>> start RECORDS FOR THE TASK

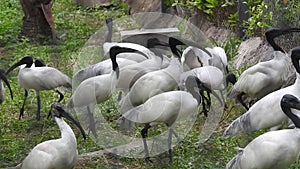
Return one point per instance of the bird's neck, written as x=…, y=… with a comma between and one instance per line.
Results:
x=66, y=132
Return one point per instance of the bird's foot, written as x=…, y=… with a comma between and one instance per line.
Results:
x=147, y=159
x=21, y=113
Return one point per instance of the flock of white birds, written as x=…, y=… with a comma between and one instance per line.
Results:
x=181, y=83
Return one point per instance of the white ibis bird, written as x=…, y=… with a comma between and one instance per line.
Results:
x=162, y=80
x=97, y=89
x=211, y=77
x=164, y=108
x=59, y=153
x=2, y=90
x=264, y=77
x=266, y=112
x=275, y=149
x=38, y=79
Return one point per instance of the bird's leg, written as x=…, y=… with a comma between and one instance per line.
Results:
x=38, y=113
x=92, y=126
x=208, y=99
x=144, y=134
x=240, y=99
x=175, y=134
x=170, y=144
x=61, y=96
x=23, y=105
x=223, y=100
x=204, y=110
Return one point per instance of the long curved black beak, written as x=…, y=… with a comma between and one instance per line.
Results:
x=153, y=42
x=203, y=87
x=39, y=62
x=272, y=33
x=3, y=77
x=289, y=102
x=295, y=56
x=174, y=41
x=67, y=115
x=25, y=60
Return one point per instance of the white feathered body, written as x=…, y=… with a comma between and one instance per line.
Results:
x=211, y=76
x=95, y=90
x=164, y=108
x=100, y=68
x=59, y=154
x=151, y=84
x=263, y=78
x=265, y=113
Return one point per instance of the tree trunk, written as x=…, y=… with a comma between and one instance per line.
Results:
x=38, y=22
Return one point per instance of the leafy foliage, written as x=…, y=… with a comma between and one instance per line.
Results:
x=75, y=25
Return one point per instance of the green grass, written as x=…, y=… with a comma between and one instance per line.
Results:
x=77, y=24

>> end RECORDS FOR THE TASK

• **SHORT PROBLEM**: Return exactly the lines from the one containing "Return one point per instance of the long" through the last line of the records above, both included, and nothing else.

• **EXERCISE RESPONSE**:
Return one point per instance of the long curved black beak, written as x=…, y=… with a comma between and one instance per line.
Results:
x=153, y=42
x=203, y=87
x=39, y=62
x=272, y=33
x=3, y=77
x=289, y=102
x=295, y=56
x=174, y=41
x=67, y=115
x=25, y=60
Return one point per instance of the white feathered body, written as x=…, y=… with a comma between and one instance per line.
Results:
x=211, y=76
x=95, y=90
x=164, y=108
x=100, y=68
x=59, y=154
x=151, y=84
x=263, y=78
x=265, y=113
Return one point per instance of the tree trunk, written as x=…, y=… with a comma between and one instance per line.
Results:
x=38, y=22
Return one point per instance of the leafy foliage, written as x=…, y=… with a comma between and one instance per line.
Results:
x=75, y=25
Return one point per instance of the green grass, written as x=…, y=… with a comma between and one instance per line.
Results:
x=77, y=24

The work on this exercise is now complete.